- **Exercise goal**: Please copy the data word for word, from the line that holds "Where can you find the white sneaker" through the end of the data, inclusive.

____

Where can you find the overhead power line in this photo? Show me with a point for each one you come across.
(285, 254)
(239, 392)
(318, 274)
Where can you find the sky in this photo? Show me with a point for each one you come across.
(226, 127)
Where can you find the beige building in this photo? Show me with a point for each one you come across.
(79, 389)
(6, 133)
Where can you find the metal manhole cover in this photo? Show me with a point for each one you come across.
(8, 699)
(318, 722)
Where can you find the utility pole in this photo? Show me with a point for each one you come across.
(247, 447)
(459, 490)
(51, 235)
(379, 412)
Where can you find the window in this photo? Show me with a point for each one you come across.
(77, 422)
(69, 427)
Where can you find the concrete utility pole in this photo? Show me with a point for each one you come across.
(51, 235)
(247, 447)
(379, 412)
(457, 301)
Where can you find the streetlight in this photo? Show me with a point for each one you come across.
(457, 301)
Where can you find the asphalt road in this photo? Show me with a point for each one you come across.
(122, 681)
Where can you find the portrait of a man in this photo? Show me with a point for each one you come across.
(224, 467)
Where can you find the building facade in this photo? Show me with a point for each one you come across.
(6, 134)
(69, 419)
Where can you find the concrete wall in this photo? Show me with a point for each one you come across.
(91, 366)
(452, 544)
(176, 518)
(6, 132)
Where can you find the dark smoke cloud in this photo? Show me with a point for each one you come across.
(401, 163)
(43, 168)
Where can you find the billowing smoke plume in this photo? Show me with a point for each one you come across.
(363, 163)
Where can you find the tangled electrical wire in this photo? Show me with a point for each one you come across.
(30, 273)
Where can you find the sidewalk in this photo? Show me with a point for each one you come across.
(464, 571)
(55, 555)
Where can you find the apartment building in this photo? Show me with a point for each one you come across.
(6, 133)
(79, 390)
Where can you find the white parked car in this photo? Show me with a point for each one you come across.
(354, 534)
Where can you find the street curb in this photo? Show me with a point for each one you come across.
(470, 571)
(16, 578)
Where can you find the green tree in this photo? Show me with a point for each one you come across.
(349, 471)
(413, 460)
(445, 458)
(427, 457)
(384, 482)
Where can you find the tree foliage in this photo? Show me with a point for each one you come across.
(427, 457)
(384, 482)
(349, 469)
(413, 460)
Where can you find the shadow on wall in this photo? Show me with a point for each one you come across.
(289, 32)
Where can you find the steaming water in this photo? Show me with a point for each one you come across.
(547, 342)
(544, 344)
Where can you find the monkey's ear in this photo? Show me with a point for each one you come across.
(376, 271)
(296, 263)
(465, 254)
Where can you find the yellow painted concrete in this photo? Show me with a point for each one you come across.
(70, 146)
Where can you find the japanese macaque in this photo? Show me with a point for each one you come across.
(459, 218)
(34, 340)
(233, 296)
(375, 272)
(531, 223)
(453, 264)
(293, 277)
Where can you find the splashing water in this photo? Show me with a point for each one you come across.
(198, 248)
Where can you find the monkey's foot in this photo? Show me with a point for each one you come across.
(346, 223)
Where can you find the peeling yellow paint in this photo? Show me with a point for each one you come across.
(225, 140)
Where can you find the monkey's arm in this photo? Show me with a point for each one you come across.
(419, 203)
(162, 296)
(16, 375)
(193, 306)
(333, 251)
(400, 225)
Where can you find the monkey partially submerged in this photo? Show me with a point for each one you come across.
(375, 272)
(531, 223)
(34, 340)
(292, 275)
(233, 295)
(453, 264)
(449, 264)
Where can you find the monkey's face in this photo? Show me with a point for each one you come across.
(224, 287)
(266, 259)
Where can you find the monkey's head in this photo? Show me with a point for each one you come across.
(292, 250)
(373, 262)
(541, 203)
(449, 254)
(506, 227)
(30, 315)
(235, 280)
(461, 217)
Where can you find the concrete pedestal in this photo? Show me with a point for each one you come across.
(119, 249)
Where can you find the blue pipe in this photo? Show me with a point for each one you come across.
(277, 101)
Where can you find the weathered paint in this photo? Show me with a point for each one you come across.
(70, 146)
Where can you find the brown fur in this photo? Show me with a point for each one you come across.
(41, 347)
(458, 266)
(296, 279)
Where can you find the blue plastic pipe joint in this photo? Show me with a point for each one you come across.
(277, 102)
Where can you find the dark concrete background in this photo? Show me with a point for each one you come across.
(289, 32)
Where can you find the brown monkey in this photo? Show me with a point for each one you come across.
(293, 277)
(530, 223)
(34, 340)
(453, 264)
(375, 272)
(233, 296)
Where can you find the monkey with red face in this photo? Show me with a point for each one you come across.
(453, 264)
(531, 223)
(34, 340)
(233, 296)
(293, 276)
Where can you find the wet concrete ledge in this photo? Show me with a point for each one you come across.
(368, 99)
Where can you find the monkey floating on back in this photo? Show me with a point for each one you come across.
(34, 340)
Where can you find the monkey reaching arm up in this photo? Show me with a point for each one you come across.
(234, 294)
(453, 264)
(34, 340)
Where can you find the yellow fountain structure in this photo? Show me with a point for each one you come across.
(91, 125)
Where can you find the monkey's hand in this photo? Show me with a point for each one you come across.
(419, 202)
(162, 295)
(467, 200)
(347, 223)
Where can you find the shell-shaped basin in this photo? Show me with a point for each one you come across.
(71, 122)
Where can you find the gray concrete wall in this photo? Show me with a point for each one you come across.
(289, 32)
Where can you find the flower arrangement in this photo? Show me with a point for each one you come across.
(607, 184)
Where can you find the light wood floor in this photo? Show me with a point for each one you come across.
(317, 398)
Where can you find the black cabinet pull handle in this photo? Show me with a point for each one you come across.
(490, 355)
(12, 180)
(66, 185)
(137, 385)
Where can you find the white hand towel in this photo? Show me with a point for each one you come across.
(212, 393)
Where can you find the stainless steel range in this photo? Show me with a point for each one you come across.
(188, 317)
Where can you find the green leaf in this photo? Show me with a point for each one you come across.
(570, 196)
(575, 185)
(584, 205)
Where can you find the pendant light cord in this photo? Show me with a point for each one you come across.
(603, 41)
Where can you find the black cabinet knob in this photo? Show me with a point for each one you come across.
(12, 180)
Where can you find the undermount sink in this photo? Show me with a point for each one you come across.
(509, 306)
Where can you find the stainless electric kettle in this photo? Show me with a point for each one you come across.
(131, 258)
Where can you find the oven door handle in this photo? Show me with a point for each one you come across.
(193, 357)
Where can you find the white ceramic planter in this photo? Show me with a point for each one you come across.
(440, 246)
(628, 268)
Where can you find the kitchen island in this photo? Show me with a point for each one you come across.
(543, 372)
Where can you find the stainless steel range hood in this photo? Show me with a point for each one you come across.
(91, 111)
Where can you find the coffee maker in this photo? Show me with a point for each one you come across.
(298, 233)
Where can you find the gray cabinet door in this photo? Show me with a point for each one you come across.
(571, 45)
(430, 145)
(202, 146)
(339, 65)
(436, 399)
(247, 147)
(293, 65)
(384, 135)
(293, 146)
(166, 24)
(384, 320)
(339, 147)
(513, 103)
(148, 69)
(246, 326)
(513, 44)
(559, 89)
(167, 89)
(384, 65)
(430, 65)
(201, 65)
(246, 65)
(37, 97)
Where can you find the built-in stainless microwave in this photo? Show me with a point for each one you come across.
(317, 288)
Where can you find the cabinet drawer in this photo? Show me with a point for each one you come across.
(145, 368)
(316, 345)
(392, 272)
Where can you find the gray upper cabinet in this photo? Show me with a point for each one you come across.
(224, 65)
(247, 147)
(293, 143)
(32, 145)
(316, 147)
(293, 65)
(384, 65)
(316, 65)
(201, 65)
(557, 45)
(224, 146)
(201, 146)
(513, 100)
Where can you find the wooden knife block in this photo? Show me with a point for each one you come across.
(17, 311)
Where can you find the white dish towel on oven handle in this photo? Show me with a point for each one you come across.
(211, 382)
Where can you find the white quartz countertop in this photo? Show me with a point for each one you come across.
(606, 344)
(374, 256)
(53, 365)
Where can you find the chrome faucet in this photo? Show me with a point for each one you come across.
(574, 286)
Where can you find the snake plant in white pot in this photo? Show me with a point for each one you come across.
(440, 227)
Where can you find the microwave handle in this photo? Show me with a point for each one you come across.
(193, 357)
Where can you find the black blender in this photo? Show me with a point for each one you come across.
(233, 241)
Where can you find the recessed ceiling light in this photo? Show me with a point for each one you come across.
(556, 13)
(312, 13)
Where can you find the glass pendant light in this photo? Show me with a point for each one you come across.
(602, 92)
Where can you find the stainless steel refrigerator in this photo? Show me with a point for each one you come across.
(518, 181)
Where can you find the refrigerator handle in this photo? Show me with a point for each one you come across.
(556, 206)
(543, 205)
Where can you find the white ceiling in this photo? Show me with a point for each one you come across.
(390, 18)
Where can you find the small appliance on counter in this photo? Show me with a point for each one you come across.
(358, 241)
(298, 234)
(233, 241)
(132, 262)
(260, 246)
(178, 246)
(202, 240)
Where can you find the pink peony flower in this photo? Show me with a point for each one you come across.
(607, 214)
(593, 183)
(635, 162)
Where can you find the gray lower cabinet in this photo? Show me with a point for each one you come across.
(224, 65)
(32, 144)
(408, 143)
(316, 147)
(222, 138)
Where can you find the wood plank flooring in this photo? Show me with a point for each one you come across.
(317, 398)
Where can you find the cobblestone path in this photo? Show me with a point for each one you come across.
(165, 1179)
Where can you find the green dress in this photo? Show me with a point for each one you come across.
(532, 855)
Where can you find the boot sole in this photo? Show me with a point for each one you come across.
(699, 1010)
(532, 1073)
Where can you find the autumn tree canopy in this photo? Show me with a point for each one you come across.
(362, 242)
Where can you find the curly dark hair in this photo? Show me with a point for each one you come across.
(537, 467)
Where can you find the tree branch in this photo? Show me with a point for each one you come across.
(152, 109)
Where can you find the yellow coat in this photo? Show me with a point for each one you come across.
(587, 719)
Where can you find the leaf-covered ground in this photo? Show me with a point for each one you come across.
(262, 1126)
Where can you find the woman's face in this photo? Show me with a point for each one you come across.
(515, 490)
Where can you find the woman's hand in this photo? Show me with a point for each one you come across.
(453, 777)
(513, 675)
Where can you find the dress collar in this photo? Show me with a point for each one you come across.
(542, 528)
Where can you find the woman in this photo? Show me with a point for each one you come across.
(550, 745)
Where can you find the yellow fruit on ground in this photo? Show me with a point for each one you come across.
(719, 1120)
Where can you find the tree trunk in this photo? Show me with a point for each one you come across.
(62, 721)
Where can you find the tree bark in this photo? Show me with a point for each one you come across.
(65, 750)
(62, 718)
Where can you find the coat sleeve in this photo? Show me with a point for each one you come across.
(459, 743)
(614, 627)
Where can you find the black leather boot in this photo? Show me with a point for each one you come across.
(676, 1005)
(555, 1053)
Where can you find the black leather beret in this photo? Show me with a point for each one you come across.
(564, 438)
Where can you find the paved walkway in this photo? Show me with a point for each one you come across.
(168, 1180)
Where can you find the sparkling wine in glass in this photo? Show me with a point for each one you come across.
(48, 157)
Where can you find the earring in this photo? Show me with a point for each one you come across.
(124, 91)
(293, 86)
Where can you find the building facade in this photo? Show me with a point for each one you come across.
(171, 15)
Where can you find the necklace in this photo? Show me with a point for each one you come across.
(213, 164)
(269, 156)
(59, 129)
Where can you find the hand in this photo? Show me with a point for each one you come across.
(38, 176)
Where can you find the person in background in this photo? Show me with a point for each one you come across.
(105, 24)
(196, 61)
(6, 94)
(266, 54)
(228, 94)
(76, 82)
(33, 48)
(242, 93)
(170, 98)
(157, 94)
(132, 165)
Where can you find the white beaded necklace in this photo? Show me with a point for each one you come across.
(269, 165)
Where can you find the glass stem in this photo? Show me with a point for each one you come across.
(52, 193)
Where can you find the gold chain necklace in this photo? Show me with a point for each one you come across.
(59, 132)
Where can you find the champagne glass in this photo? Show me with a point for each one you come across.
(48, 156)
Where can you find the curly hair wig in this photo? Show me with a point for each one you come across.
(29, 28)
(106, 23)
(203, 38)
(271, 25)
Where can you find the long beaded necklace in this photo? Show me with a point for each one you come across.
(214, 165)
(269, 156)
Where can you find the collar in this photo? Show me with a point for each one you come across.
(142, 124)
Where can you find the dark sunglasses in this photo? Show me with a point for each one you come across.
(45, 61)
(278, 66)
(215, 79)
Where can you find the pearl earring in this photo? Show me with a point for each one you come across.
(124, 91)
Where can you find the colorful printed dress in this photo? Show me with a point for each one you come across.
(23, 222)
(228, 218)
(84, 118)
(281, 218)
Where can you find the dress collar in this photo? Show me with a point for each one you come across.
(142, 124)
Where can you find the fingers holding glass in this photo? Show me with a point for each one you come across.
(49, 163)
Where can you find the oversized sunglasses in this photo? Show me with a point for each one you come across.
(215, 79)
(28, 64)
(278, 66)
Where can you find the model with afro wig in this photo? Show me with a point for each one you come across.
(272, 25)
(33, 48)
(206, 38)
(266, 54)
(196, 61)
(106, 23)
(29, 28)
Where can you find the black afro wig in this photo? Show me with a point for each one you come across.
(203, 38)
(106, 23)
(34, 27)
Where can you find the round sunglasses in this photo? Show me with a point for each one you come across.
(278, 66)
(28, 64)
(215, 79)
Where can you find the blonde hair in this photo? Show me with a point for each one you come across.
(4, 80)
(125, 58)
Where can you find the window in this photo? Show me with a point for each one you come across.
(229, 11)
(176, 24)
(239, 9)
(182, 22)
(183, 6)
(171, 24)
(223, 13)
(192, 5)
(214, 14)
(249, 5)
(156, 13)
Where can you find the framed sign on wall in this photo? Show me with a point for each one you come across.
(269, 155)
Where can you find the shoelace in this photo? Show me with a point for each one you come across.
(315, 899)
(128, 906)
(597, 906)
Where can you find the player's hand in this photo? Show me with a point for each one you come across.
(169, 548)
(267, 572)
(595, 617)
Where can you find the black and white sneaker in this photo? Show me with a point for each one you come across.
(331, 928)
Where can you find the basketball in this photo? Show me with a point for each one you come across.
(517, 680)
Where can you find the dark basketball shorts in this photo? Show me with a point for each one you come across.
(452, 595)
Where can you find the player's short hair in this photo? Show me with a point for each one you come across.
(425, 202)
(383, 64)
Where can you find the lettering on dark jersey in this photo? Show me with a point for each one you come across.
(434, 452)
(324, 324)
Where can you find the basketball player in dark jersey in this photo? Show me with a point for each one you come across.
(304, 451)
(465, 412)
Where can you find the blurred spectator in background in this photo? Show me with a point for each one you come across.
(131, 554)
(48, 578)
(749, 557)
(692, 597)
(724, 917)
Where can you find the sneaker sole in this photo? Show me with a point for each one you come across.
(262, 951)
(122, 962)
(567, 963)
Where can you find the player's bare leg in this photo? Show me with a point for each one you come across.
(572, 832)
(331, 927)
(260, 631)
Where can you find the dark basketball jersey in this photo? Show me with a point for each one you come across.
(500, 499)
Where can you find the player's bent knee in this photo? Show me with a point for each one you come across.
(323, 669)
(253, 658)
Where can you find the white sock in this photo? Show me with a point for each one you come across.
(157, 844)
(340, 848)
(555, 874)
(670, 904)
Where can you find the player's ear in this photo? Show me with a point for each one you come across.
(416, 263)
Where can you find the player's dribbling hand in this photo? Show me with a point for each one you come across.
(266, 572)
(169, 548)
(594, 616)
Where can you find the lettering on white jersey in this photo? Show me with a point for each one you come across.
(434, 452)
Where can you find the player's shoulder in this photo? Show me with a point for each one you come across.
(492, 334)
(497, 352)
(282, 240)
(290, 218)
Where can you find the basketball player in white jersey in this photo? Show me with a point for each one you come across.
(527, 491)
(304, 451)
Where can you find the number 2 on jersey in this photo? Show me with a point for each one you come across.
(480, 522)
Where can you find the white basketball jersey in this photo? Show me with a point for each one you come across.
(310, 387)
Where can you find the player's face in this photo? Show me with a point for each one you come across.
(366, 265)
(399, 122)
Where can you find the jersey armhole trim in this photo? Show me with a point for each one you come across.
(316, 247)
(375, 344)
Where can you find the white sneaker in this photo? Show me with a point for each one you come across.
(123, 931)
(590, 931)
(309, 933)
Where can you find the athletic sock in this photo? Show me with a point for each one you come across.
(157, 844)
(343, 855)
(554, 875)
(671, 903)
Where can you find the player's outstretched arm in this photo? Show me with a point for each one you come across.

____

- **Solution for this exercise**:
Where can you find the white sneaker in this photo? Show me with a point for each one you come across.
(123, 931)
(590, 931)
(309, 933)
Where can you find the athletic sock in this photo? Show me with a point for each one you come across.
(157, 844)
(343, 855)
(554, 875)
(671, 903)
Where can you find the player's outstretched arm in this photo? Show me with a point for each one you come across.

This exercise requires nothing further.